* _TASK TO CARRY OUT_
In the forum thread about recording yourself, what does the member uniin record themselves to check?

* _DOCUMENT TEXT_
____

Why we have to record ourselves?

DrumDoug

Senior Member
As anyone who has recorded themselvs knows, what you hear and what the microphone hears can be two different things. Im sure we have all listened to a recording of ourselves and cringed. My question is, why can we here things on a recording that we can't hear when we are in the middle of playing it? Why can't we hear that our hi hat is too loud, how we speed up, or slow down, or just plain can't groove? I have a couple of ideas. One is that when we are playing, we are mixing together what's in our head with what's coming out of our drums. My snare is laid back in my head, so I don't notice it rushing as much in my ears. The other reason is that all the coordination takes up so much brain power that we don't have enough left over to really listen. I just wish I could edit myself in real time like I can on a recording. What are your ideas on why we need to record ourselves to really hear ourselves?
 

uniin

Gold Member
i record myself to see how closely i'm falling to a click, when im playing i can't give it 100% concentration on listening to if my right hand, left hand, right foot and left foot are all 100% in time with a click. i'm talking tiny differences, within say 10~20ms difference to the click.

also keep in mind where you place a mic will impact different on whats herd to you. perfect example is at a gig. what you hear behind your kit isn';t what people are going to hear out the front - generally because most engineers will EQ and use other inserts on your kit.
 

Liebe zeit

Silver Member
I record every weekly rehearsal and, yes, sometimes it's painful, but I guess I'm very well aware of my weaknesses and am constantly working on them, which must be a good thing
 

dmacc_2

Well-known member
For the last several months, I record both audio and video our weekly rehearsals. The group learns a bunch from watching these.

Additionally, I video my own practice sessions from time to time.

All of this helps me in assessing and in improving all that I am trying to accomplish. I can assure you no one is a harder critic on me than myself.
 

Pollyanna

Platinum Member
My question is, why can we here things on a recording that we can't hear when we are in the middle of playing it? Why can't we hear that our hi hat is too loud, how we speed up, or slow down, or just plain can't groove?

I have a couple of ideas. One is that when we are playing, we are mixing together what's in our head with what's coming out of our drums. My snare is laid back in my head, so I don't notice it rushing as much in my ears.

The other reason is that all the coordination takes up so much brain power that we don't have enough left over to really listen. I just wish I could edit myself in real time like I can on a recording. What are your ideas on why we need to record ourselves to really hear ourselves?
My thoughts are similar to yours - when we're playing we're multitasking.

____

* _RECORD EXTRACTS_
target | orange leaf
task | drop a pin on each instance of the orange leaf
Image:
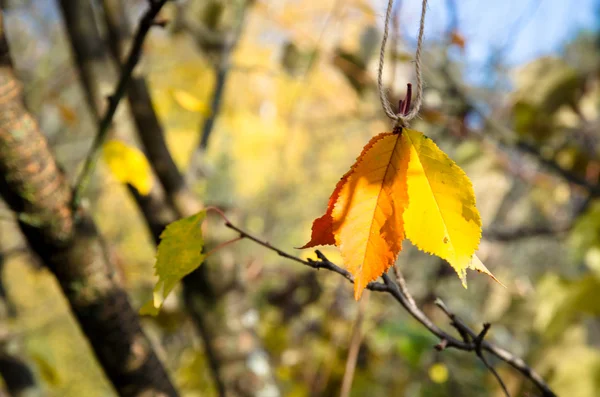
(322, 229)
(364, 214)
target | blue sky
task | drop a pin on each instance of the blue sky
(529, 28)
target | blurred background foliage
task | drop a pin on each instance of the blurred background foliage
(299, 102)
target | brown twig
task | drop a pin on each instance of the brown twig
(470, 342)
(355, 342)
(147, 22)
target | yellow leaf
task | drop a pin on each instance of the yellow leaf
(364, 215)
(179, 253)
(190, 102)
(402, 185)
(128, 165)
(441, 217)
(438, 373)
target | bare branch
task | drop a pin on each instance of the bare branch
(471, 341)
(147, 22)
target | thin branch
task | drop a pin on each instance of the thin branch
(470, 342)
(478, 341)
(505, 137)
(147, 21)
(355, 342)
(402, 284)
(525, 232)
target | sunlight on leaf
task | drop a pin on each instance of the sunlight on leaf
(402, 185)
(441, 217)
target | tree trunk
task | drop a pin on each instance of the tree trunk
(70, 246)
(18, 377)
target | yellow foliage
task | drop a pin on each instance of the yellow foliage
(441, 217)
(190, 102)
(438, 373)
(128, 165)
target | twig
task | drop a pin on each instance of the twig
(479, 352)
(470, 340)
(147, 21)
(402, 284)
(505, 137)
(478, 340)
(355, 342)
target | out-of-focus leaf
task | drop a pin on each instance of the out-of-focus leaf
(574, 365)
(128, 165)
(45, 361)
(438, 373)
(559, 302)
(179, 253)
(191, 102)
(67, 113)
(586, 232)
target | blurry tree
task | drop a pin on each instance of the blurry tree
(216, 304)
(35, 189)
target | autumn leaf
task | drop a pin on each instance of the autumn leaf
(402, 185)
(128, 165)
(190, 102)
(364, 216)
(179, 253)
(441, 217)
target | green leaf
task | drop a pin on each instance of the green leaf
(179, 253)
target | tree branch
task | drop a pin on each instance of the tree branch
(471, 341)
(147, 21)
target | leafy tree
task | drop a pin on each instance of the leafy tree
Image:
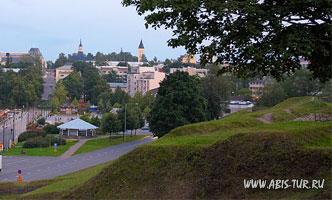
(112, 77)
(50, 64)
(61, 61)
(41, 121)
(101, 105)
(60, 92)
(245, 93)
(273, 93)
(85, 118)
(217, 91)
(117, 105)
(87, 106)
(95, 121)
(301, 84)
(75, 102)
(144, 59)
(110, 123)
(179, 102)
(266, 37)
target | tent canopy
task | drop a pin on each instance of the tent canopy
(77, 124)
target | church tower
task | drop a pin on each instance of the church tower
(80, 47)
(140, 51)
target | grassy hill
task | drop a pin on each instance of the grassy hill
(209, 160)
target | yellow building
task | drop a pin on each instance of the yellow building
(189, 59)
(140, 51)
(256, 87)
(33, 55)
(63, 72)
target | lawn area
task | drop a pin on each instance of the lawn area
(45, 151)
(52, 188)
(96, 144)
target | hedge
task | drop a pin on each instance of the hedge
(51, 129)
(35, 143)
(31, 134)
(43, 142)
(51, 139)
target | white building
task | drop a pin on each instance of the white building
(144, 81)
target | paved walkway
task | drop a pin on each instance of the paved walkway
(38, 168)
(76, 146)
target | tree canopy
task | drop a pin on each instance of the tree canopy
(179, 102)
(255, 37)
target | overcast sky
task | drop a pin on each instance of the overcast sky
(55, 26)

____

* _ANSWER_
How closely their playing falls to a click.